▶ Brief:
Using the text on The Harvard Independent, mark each statement yes or no for whether it agrees with the text, and quote the text's deciding words: (a) The paper was founded in 1969. (b) The paper is released every Monday. (c) The paper still has a political affiliation.

The Harvard Independent is a weekly newspaper produced by undergraduate students at Harvard University. It is one of the media outlets on the Harvard undergraduate campus. It is the oldest weekly newspaper in Cambridge, Massachusetts.

Origin and history
The Independent was founded in 1969 by students and alumni who felt the campus needed an alternative to The Harvard Crimson. The Crimson at the time reflected the left-wing turn of student organizations throughout the nation in the 1960s, and the founders of the Independent felt politically alienated from Crimson editors.

As the decades passed, the weekly newspaper, released every Thursday and distributed both on the Internet and to Harvard College student dormitories, the format morphed to that of an alternative weekly rather than a standard newspaper, with illustrated covers and four main sections: News, Sports, Arts, and the Forum (Op-Ed) section. In addition, the Independent also has several themed issues each year, including the annual The Game issue for the Harvard-Yale game, the literary issue, and the Sex Issue, featuring the results of a campus-wide anonymous survey on sexual practices and opinions at Harvard.

The Independent no longer has any political affiliation.

▶ Material shown:
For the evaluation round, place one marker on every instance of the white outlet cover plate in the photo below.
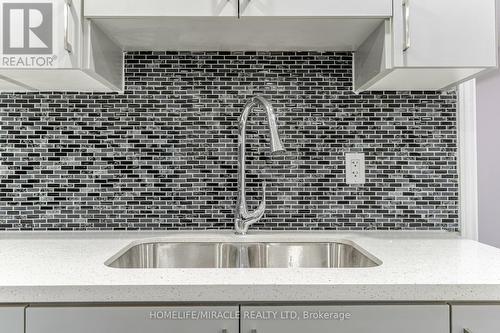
(355, 168)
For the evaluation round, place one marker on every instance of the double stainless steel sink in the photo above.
(243, 255)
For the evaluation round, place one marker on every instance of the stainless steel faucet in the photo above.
(244, 219)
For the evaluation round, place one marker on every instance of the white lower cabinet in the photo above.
(475, 318)
(11, 319)
(346, 319)
(117, 319)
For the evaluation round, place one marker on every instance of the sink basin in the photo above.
(242, 255)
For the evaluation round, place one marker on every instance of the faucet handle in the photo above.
(257, 214)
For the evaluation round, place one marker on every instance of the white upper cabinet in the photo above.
(49, 46)
(316, 8)
(428, 45)
(238, 25)
(161, 8)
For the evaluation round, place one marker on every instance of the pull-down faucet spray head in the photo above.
(243, 218)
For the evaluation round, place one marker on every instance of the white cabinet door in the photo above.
(160, 8)
(428, 45)
(346, 319)
(11, 319)
(316, 8)
(475, 318)
(444, 33)
(132, 319)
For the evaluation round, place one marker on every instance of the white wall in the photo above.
(488, 141)
(488, 130)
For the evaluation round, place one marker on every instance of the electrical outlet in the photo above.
(355, 168)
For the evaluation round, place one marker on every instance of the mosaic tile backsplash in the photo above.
(163, 155)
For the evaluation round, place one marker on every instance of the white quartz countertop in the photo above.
(69, 267)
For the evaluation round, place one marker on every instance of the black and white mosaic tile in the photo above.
(163, 155)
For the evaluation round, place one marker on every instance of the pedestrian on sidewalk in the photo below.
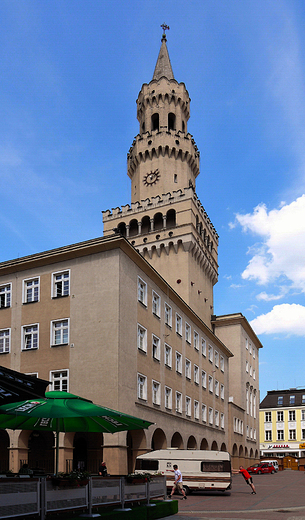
(246, 476)
(178, 484)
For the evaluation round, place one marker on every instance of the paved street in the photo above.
(280, 496)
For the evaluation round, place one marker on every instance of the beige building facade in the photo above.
(128, 320)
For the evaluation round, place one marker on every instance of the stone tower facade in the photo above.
(166, 221)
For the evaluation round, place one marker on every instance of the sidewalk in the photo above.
(279, 496)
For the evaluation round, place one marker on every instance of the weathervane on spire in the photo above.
(165, 28)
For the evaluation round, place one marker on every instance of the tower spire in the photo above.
(163, 66)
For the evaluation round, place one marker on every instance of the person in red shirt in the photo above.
(246, 476)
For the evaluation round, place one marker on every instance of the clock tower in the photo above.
(166, 221)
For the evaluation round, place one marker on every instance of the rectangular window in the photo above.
(196, 410)
(211, 384)
(203, 347)
(178, 402)
(292, 435)
(178, 324)
(188, 406)
(196, 375)
(168, 398)
(61, 284)
(142, 338)
(178, 363)
(187, 369)
(156, 304)
(211, 416)
(168, 315)
(5, 295)
(30, 337)
(5, 341)
(168, 355)
(156, 392)
(60, 380)
(142, 387)
(60, 332)
(188, 334)
(156, 348)
(196, 340)
(31, 290)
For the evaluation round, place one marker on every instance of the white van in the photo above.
(201, 469)
(274, 463)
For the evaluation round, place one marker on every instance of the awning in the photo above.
(15, 386)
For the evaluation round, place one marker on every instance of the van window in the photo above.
(214, 467)
(147, 464)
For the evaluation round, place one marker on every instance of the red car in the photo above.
(264, 467)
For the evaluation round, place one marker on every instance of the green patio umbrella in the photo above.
(65, 412)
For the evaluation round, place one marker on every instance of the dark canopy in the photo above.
(15, 386)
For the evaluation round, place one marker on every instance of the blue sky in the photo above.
(70, 74)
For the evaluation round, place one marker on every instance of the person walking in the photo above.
(246, 476)
(178, 484)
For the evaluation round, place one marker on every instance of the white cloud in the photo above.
(281, 251)
(285, 318)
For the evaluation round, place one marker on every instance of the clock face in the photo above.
(151, 178)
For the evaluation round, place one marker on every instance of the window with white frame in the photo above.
(211, 416)
(31, 290)
(168, 355)
(211, 384)
(187, 369)
(30, 337)
(203, 347)
(142, 291)
(168, 398)
(60, 380)
(178, 324)
(5, 341)
(61, 284)
(222, 363)
(178, 363)
(188, 406)
(178, 402)
(156, 304)
(196, 375)
(156, 392)
(60, 332)
(188, 333)
(168, 314)
(196, 340)
(142, 387)
(196, 410)
(156, 347)
(203, 379)
(5, 295)
(142, 338)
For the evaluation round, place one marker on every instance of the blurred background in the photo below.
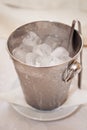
(14, 13)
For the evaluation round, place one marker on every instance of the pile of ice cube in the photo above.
(34, 52)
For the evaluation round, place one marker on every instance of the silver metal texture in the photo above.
(44, 87)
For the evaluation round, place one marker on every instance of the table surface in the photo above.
(11, 120)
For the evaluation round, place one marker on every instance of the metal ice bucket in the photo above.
(46, 88)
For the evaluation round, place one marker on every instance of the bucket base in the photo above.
(57, 114)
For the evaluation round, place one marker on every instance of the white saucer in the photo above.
(35, 114)
(32, 113)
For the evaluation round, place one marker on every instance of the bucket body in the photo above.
(44, 87)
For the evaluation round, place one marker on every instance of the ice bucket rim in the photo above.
(67, 61)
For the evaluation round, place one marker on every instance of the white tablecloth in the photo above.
(11, 120)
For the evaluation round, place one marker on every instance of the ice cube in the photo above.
(53, 42)
(43, 61)
(20, 53)
(31, 39)
(42, 50)
(31, 59)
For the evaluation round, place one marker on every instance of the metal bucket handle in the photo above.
(75, 67)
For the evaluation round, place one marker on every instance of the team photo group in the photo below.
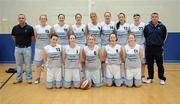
(96, 54)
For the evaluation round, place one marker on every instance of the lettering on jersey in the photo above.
(116, 50)
(95, 52)
(111, 27)
(135, 51)
(58, 49)
(46, 31)
(125, 28)
(65, 29)
(141, 28)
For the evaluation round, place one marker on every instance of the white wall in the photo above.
(169, 10)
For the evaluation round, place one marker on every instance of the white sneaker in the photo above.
(143, 79)
(149, 81)
(162, 82)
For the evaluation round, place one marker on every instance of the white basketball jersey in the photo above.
(62, 32)
(72, 60)
(79, 32)
(54, 54)
(122, 34)
(107, 29)
(138, 31)
(92, 61)
(113, 54)
(96, 31)
(132, 57)
(43, 34)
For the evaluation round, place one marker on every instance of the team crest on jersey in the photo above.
(95, 53)
(111, 27)
(46, 31)
(141, 28)
(116, 50)
(57, 49)
(65, 29)
(99, 28)
(135, 51)
(125, 28)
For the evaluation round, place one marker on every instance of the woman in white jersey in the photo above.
(72, 56)
(122, 29)
(42, 33)
(62, 30)
(78, 29)
(52, 57)
(94, 28)
(112, 56)
(133, 55)
(137, 28)
(92, 56)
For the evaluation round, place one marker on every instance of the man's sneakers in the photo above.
(17, 82)
(37, 81)
(162, 82)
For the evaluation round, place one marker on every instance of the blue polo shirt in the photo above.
(23, 35)
(155, 35)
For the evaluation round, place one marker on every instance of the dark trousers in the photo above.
(155, 53)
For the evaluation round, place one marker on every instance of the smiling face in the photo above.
(61, 18)
(21, 19)
(131, 38)
(72, 39)
(91, 41)
(78, 18)
(121, 18)
(43, 19)
(54, 39)
(107, 17)
(112, 39)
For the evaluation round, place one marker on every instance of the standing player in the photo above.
(133, 54)
(93, 56)
(122, 30)
(42, 34)
(52, 57)
(137, 28)
(72, 55)
(112, 56)
(78, 29)
(94, 28)
(62, 30)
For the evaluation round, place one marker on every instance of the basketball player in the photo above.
(52, 57)
(137, 28)
(62, 30)
(122, 30)
(42, 34)
(72, 55)
(93, 56)
(94, 28)
(112, 57)
(133, 55)
(78, 29)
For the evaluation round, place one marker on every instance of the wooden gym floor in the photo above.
(38, 94)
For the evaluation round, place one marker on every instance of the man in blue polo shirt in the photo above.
(155, 34)
(23, 34)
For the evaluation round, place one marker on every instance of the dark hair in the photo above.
(113, 34)
(70, 35)
(154, 13)
(61, 15)
(107, 12)
(118, 23)
(136, 15)
(53, 34)
(78, 14)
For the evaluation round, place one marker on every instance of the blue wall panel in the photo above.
(171, 48)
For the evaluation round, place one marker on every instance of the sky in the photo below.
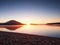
(30, 11)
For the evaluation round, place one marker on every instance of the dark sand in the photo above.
(9, 38)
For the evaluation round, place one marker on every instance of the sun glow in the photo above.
(28, 23)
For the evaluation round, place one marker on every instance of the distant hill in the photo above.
(11, 22)
(56, 23)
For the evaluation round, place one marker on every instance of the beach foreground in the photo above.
(9, 38)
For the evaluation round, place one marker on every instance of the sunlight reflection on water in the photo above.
(53, 31)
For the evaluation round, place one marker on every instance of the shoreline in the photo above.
(9, 38)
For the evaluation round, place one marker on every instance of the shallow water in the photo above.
(44, 30)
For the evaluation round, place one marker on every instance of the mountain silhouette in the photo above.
(11, 22)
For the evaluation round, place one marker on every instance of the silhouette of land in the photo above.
(9, 38)
(54, 24)
(12, 22)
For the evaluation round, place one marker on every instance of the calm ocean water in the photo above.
(44, 30)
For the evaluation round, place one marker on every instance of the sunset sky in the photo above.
(33, 11)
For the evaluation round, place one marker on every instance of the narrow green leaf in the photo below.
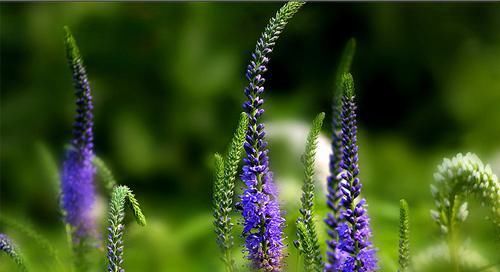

▶ Final result:
(a) Yes: "The Independent was founded in 1969"
(b) No: "released every Thursday"
(c) No: "The Independent no longer has any political affiliation."